A l'instar de cette analogie, je considère la poésie comme un cycle qui recommence sans cesse. Depuis l'Iliade d'Homère aux plus récents poèmes du XXIème siècle, nous écrivons les mêmes sentiments avec d'autres mots. Cette loi de l'éternel retour est, de temps à autre, bousculée par une rupture soudaine. le poète Guillaume Apollinaire et son recueil de poésie “Alcools” en est un bon exemple. Analyse.

En vivant à la charnière de deux siècles, l'écrivain français a été un de ceux qui s'est affranchi d'un classicisme pictural et littéraire. Il s'est octroyé le droit de jouer avec les conventions de l'art, les a étirées de long en large. En déstructurant le symbolisme et les mythologies anciennes, il a ouvert une nouvelle page, celle du XXème siècle. Ainsi, dans le poème La chanson du mal aimé, Apollinaire émiette les légendes épiques et les personnages historiques, un à un, afin de créer une complainte sentimentale de sa vie amoureuse.

[…] J'ai hiverné dans mon passé

Revienne le soleil de Pâques

Pour chauffer un coeur plus glacé

Que les quarante de Sébaste

Moins que ma vie martyrisés

Mon beau navire ô ma mémoire

Avons-nous assez navigué

Dans une onde mauvaise à boire

Avons-nous assez divagué

de la belle aube au triste soir

Adieu faux amour confondu

Avec la femme qui s'éloigne

Avec celle que j'ai perdue

L'année dernière en Allemagne

Et que je ne reverrai plus […]

Sans doute l'avez-vous remarqué ces quelques vers sont dénués de toute ponctuation. Pas de point, ni de virgule et encore moins de point-virgule. Guillaume Apollinaire, même s'il n'en a pas la paternité, est celui qui a permis, auprès du grand public, de comprendre que l'absence de ponctuation changeait la sonorité des phrases et pouvait apporter une autre interprétation, à l'instar de ces chansons que nous comprenons toutes et tous d'une façon différente puisque l'auteur a laissé planer un doute sur la ponctuation. En agissant de la sorte, le poète français a élargi les possibilités d'écriture et de lecture.

## CONSIGNE
Traduisez en anglais cette phrase du passage sur Apollinaire : « En agissant de la sorte, le poète français a élargi les possibilités d'écriture et de lecture. » Vous n'aurez pas besoin des lignes pour cet exercice.

## DONNÉES
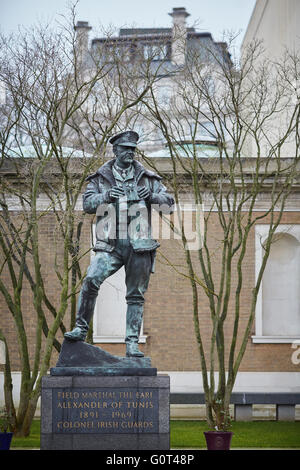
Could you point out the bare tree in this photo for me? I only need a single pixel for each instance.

## CORRIGÉ
By acting in this way, the French poet broadened the possibilities of writing and reading.